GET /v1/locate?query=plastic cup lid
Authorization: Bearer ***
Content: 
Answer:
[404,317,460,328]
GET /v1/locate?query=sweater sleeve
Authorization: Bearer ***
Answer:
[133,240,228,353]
# # # # #
TASK:
Copy out all of the data above line for line, with no changes.

OUTPUT FOR THIS EXERCISE:
GET /v1/locate?query=plastic cup lid
Authorization: Bearer ***
Content: 
Answer:
[404,317,460,328]
GET /v1/locate?query=sweater sleeve
Authorization: Bearer ***
Answer:
[133,240,228,353]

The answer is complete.